▸ Document segment
+ + + + + + +
Refusing the design mentality of the arcade racer, yet wanting to release to a larger audience than engineers in need of a hardcore simulator, racing sims are a niche of niches. Thankfully, Gran Turismo has been a perfect entry point, maintaining the complexity for the veterans while simplifying the intimidating simulation into a game format for newcomers… Like me circa a few years ago. I was first introduced to Gran Turismo 5 by a friend through the brute force method of constantly playing it with him, which I was reluctant to do at first but slowly accepted as inevitable. I’ve slowly come to appreciate the game as an invaluable tool to vent my inner “douchebag driver” while slowly learning about novel concepts such as driving lines, cornering, and terrible user interfaces.
Gran Turismo 5 was a great game once you got into it, but getting in was almost a game in itself. For some insane reason, every choice presented to you was in the form of a list, and loading screens were an absolute nightmare. As such, you can imagine both mine and my friend’s excitement upon hearing about the revamped GT6 interface, a new suspension model, a new chance for GT to trump Forza once again as king sim. Well, his excitement at least; I couldn’t pretend I was as into GT as he was. Still, I was intrigued if the changes could more easily bring newcomers into the GT world instead of having to be brute forced to finally enjoy the sport of racing.
As is to be expected from a sim game, the story is more like a series of inferences than a plot. When you first start the game, you’re thrust into a tutorial that guides you through the basics of racing, buying your first car, and how to progress to higher-tier races. As you make your way through career mode, you’ll start having to prove yourself through licensing qualifiers in order to drive amongst more interesting and faster cars. The game never tells you that you’re an amateur driver trying to make a name for yourself or that you’re an experienced driver who was exiled and must rise through the ranks once more; instead implying that you’re just another driver steadily gaining experience to race in more competitive settings. The biggest clue you’re ever given is your avatar wearing a racing suit and a helmet, which isn’t really indicative of much apart from suggesting that you’re a bit pro.
+ + + + + + +
▸ Directions
1. Answer these questions using the Gran Turismo review:
(a) Who first introduced the writer to Gran Turismo 5?
(b) In Gran Turismo 5, in what form was every choice presented to the player?
(c) What does the writer call the biggest clue the game gives about the player's role?
2. Carry on the Gran Turismo review, starting after its final sentence.
The lines after this text are not required for any of the work here.
+ + + + + + +
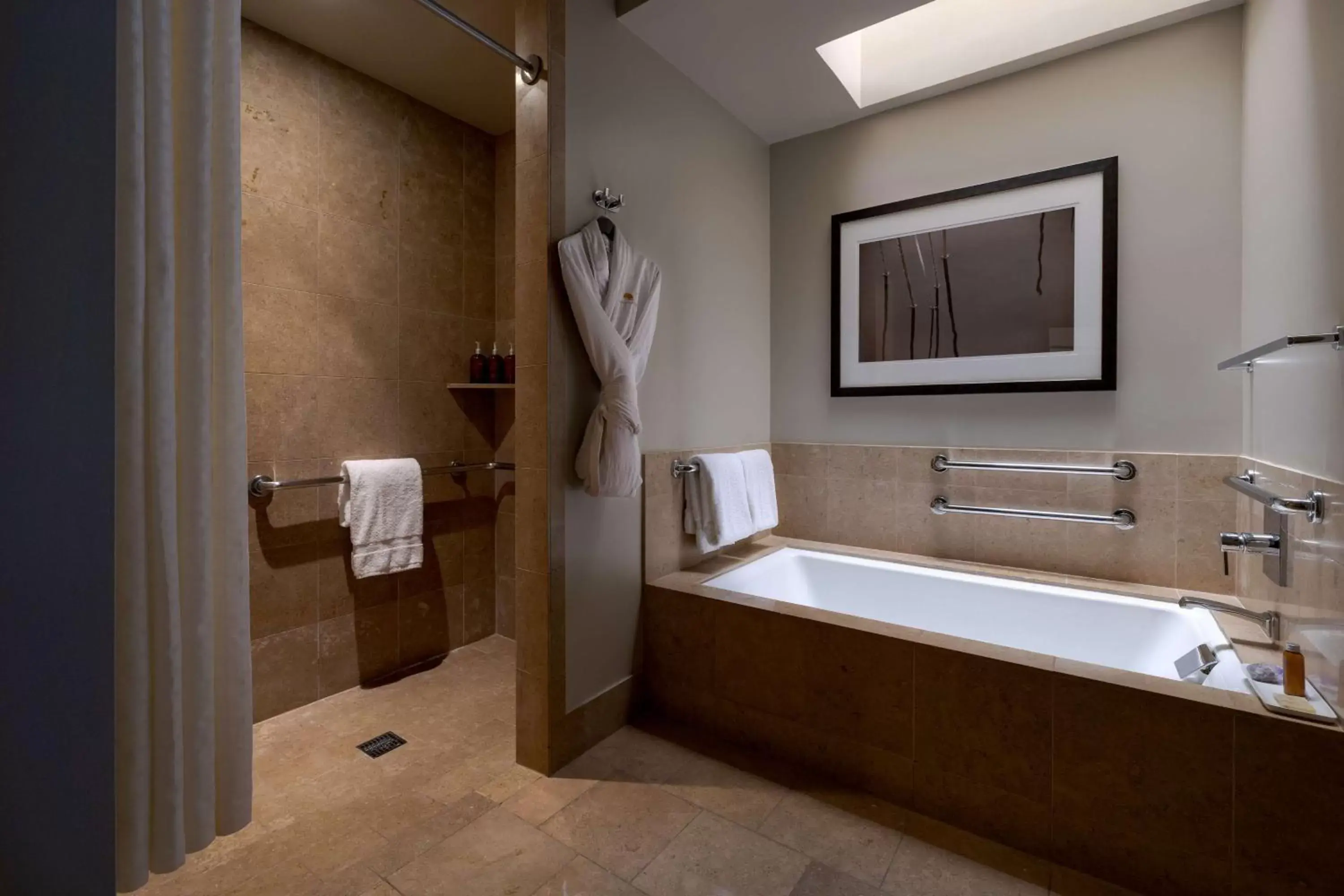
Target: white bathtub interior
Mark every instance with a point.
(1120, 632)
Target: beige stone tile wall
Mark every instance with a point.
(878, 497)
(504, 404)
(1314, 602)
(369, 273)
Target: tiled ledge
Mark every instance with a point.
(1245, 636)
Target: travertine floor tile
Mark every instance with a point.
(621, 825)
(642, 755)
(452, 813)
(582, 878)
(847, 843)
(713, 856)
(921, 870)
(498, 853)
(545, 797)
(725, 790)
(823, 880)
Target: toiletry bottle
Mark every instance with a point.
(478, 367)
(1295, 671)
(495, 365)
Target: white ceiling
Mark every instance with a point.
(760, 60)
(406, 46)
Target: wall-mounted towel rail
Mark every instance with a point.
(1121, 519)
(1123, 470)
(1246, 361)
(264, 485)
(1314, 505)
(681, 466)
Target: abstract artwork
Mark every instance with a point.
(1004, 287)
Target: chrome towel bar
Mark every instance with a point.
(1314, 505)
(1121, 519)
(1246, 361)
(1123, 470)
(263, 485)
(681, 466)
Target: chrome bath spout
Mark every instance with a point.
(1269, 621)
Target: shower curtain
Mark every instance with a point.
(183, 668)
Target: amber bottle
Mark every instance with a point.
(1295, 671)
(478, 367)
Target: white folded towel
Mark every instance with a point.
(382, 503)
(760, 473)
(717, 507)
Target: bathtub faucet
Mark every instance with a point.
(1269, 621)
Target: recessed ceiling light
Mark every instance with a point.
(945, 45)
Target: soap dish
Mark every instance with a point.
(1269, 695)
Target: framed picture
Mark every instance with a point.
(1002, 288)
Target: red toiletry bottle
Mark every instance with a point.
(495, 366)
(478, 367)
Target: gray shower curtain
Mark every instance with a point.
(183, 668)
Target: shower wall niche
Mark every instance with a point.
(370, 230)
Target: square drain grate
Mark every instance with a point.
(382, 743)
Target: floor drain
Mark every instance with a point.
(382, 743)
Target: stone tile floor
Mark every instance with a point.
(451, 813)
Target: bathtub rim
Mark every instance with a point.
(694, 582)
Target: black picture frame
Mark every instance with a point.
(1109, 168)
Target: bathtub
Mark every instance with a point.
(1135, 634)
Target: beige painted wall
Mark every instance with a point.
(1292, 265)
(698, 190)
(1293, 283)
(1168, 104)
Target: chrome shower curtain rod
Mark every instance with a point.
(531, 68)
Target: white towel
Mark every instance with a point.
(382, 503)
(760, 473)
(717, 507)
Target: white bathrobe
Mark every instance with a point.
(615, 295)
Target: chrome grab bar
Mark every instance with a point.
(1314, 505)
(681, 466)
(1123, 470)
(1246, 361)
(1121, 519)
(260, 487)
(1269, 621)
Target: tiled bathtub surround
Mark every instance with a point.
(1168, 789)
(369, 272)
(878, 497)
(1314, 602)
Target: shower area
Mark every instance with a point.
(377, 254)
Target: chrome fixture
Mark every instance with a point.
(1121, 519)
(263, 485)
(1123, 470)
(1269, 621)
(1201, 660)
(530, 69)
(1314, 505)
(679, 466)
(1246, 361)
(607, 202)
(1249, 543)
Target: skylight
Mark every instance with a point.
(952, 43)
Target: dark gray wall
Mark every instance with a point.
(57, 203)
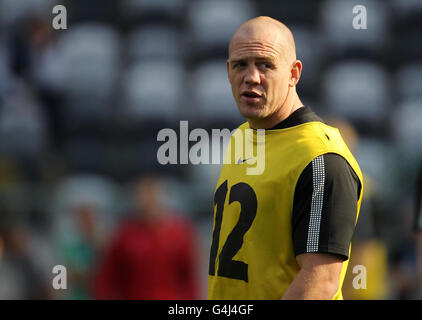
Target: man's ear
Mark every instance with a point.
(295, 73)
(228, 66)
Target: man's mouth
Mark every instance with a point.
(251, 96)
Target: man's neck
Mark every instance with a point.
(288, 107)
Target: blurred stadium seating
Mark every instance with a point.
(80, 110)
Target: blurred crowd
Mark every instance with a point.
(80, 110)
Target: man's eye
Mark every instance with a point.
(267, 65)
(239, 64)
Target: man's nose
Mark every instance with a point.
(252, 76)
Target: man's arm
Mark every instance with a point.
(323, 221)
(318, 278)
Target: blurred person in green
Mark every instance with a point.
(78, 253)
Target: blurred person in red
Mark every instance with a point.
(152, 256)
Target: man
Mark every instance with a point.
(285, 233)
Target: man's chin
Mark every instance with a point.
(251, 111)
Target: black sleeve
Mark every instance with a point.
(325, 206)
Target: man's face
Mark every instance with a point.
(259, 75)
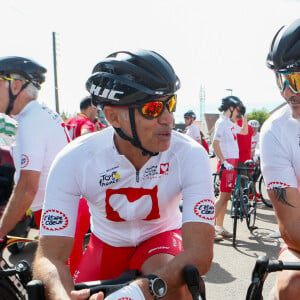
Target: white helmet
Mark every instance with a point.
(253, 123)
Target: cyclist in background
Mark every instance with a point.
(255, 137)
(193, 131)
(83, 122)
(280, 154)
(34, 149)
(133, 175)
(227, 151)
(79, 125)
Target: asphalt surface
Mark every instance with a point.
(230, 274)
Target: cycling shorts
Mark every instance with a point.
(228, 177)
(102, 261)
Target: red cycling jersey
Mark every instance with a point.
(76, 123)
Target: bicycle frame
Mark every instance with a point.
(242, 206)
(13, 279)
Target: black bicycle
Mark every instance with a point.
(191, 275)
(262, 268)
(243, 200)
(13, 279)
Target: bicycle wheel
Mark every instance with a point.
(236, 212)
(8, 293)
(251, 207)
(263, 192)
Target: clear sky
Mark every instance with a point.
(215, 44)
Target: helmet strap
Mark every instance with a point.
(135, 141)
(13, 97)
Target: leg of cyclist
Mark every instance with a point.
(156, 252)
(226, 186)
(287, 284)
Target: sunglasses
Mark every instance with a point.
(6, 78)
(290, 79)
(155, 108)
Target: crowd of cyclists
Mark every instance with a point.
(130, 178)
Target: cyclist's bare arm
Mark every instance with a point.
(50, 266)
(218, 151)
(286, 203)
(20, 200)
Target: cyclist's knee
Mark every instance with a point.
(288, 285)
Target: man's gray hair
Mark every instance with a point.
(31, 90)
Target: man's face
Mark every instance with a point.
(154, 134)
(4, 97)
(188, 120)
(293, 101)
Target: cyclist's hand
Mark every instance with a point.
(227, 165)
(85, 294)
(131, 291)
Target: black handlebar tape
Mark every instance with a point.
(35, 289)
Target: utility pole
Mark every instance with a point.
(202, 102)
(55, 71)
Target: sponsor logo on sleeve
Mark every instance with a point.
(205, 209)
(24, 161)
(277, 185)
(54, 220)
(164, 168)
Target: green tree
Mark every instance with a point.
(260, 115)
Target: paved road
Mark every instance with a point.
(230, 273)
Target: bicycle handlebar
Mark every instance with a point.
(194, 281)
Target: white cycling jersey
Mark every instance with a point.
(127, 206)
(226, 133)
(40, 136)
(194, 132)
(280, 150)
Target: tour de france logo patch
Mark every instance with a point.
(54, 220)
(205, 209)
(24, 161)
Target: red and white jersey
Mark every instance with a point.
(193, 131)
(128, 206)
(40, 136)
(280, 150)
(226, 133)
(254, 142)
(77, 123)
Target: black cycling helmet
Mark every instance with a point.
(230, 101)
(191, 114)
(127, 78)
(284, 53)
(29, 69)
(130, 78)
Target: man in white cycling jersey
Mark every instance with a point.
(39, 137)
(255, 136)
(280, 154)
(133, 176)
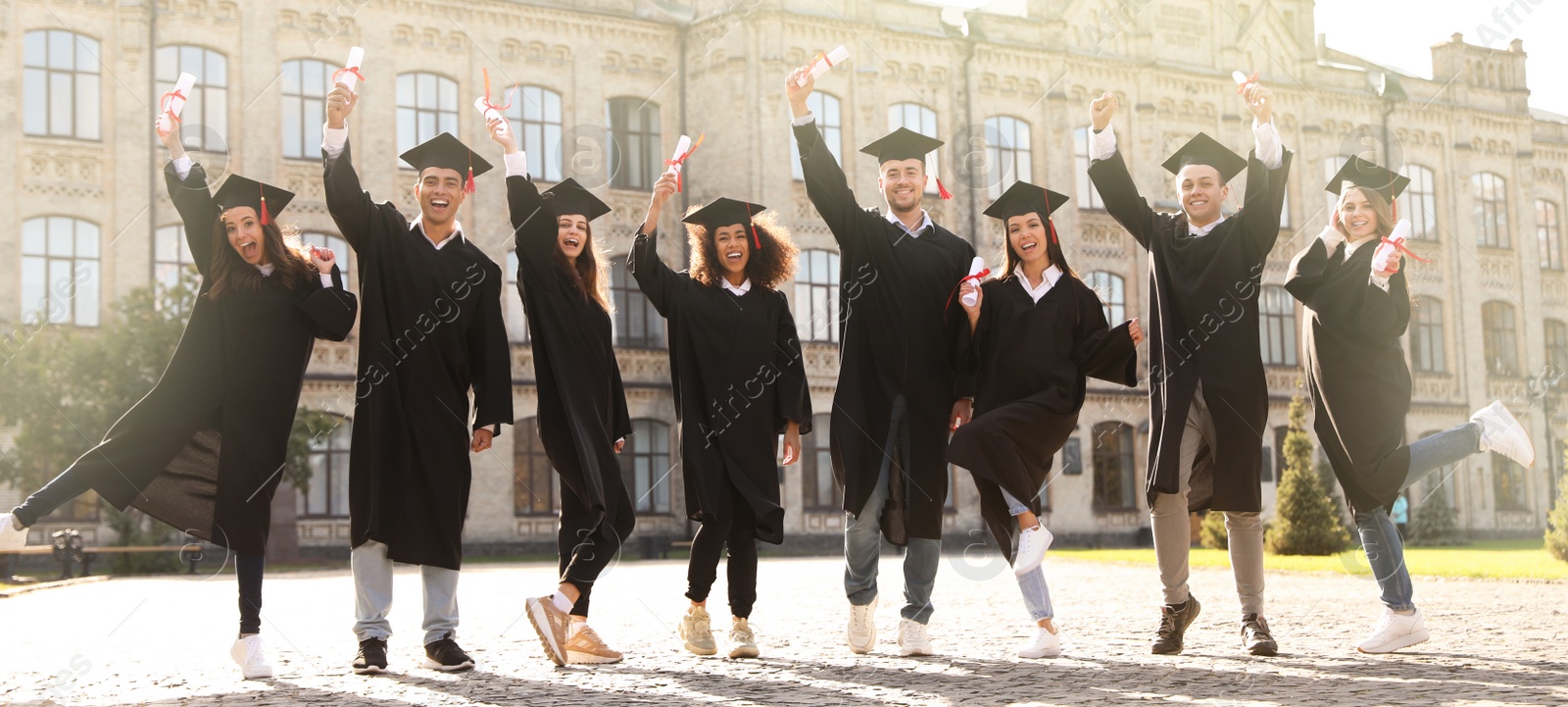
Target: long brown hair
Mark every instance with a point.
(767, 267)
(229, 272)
+ + + + + + +
▸ Response list
1.
(a) A friend
(b) A list
(c) The avatar wearing a racing suit and a helmet

2.
GT is a game of self-improvement, passion for racing, and professionalism over outright competition. There are seasonal events that update monthly, and online leaderboards exist, but nothing exists to create a story. You’re never presented with an in-game rival or external motivation for making your way forward, relying more on your inner drive (pun totally intended) to keep you interested in trying new cars and overcoming challenges. The progression is quite swift too, enabling you to start driving super cars such as the Ferrari 458 Italias within an hour or two of playing, but it still might feel like a superfluous grind if all you wanted was a sandbox to test cars in.
While players are essentially free to do whatever they want after the initial tutorial, the beginning of the game is very railroading. The first car you buy is chosen for you, you make little to no money for each race, and the multiplayer is locked until you qualify for the third tier of career mode. It’s not a game breaking flaw, and it certainly helps newbies to get a grasp on how to properly handle a vehicle, but given that many people who play Gran Turismo 6 (myself included) have already played Gran Turismo 5, and the cars still handle like cars, it can feel stifling to be forced to learn how to drive again all over again. However, with that being said, once you get into the higher tier races, you’ll start earning more than enough money to afford any car you could possibly want.
While many improvements have been made since it’s predecessor, Gran Turismo 6 still has a lot of strange issues that plague the experience. The most significant changes lie in the updated menu system, removing excessive loading screens and tedious lists from previous GT titles, streamlining everything from car selection to lobby creation into grids for maximum convenience; well, most of the time. Most menus will be presented in grid form, allowing you to skip past a significant number of options with L1 and R1, but other menus will still give you a list that you have to scroll through one item at a time (including browsing all the cars in your garage). Similarly, you’re forced to start watching a replay after every race in career mode, which gets annoying very quickly. The post-race menu from Gran Turismo 5 has remained unchanged (meaning you’ll have to scroll past about 5 options before you can exit), and you still have to turn traction control off for individual cars when you race with them. They might only be a few minor annoyances, but they add up and disrupt the flow enough to be noticeably frustrating.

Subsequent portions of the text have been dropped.